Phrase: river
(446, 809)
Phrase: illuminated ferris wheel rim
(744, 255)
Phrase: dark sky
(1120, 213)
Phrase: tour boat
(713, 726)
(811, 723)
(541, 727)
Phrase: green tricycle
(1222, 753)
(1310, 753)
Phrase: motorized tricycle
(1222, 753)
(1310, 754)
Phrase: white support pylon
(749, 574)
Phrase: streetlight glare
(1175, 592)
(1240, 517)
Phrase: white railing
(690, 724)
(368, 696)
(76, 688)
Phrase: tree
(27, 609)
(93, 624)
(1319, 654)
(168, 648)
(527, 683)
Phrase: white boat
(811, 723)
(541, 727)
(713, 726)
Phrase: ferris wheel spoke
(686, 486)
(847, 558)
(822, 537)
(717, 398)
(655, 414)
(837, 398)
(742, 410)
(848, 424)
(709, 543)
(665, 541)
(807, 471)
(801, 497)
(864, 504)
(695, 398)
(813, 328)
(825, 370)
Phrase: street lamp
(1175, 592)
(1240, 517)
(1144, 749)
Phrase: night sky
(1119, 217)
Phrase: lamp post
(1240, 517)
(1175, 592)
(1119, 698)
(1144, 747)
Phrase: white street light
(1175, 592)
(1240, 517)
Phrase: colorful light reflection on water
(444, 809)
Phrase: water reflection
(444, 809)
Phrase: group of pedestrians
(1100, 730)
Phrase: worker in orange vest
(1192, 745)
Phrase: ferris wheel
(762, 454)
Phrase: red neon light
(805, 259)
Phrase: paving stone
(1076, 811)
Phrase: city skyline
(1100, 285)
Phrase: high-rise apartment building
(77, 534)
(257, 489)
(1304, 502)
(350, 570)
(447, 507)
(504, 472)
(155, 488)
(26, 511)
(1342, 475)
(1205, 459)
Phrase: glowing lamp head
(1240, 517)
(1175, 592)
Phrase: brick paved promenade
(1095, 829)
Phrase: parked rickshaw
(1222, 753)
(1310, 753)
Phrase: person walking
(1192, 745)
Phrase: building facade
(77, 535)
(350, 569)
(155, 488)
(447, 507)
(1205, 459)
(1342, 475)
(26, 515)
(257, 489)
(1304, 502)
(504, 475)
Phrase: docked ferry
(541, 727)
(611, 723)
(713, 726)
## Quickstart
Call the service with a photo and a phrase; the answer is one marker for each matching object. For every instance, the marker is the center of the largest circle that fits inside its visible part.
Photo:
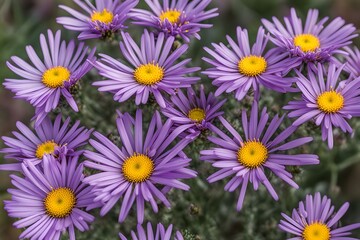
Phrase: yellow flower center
(252, 65)
(196, 114)
(307, 42)
(330, 101)
(104, 16)
(316, 231)
(252, 154)
(149, 74)
(60, 202)
(47, 147)
(137, 168)
(171, 15)
(55, 77)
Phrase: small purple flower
(161, 233)
(50, 201)
(312, 42)
(352, 63)
(137, 170)
(327, 102)
(316, 219)
(100, 20)
(176, 18)
(243, 67)
(247, 159)
(153, 69)
(49, 138)
(44, 83)
(196, 112)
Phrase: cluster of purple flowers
(53, 195)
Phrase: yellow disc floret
(55, 77)
(196, 114)
(171, 15)
(252, 66)
(47, 147)
(149, 74)
(316, 231)
(252, 154)
(60, 202)
(137, 168)
(104, 16)
(330, 102)
(307, 42)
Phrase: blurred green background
(206, 212)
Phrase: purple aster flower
(161, 233)
(49, 139)
(44, 83)
(143, 164)
(100, 20)
(326, 101)
(312, 42)
(316, 219)
(50, 201)
(247, 159)
(176, 17)
(241, 67)
(195, 112)
(153, 69)
(352, 64)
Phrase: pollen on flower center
(137, 168)
(330, 101)
(316, 231)
(307, 42)
(171, 15)
(47, 147)
(149, 74)
(252, 65)
(196, 114)
(252, 154)
(104, 16)
(55, 77)
(60, 202)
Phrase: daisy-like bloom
(176, 17)
(196, 112)
(352, 62)
(161, 233)
(326, 101)
(100, 20)
(51, 201)
(153, 69)
(312, 42)
(44, 83)
(246, 160)
(49, 139)
(316, 219)
(241, 67)
(143, 164)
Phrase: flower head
(51, 200)
(100, 20)
(326, 101)
(241, 67)
(44, 83)
(196, 112)
(48, 139)
(246, 160)
(161, 233)
(176, 18)
(152, 70)
(316, 219)
(311, 42)
(144, 163)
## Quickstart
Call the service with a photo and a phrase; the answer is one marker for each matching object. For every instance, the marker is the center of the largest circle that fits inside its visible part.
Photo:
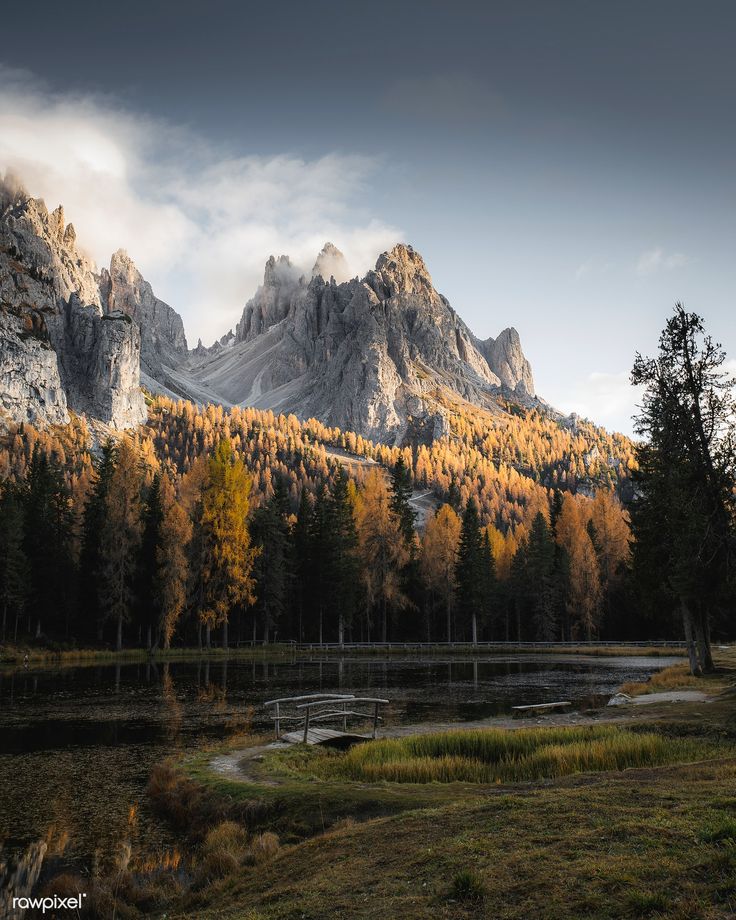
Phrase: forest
(231, 526)
(212, 526)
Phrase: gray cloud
(200, 225)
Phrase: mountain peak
(402, 270)
(331, 263)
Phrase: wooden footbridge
(307, 711)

################

• [Prompt] Write out the data above verbatim, starting at its first line and ending at the line that contains "(1119, 217)".

• [Solved problem]
Phrase: river
(446, 809)
Phrase: illuminated ferris wheel rim
(744, 255)
Phrase: dark sky
(1120, 213)
Phrase: tour boat
(713, 726)
(811, 723)
(541, 727)
Phrase: green tricycle
(1222, 753)
(1310, 753)
Phrase: motorized tricycle
(1222, 753)
(1310, 754)
Phrase: white support pylon
(749, 574)
Phrase: streetlight glare
(1175, 592)
(1240, 517)
Phrase: white railing
(690, 724)
(368, 696)
(76, 688)
Phrase: tree
(27, 609)
(93, 624)
(1319, 654)
(168, 648)
(527, 683)
Phrase: white boat
(811, 723)
(541, 727)
(713, 726)
Phrase: ferris wheel spoke
(686, 486)
(847, 558)
(822, 537)
(717, 398)
(655, 414)
(837, 398)
(742, 410)
(848, 424)
(709, 543)
(665, 541)
(807, 471)
(801, 497)
(864, 504)
(695, 398)
(813, 328)
(825, 370)
Phrase: street lamp
(1175, 592)
(1240, 517)
(1144, 749)
Phrase: night sky
(1119, 217)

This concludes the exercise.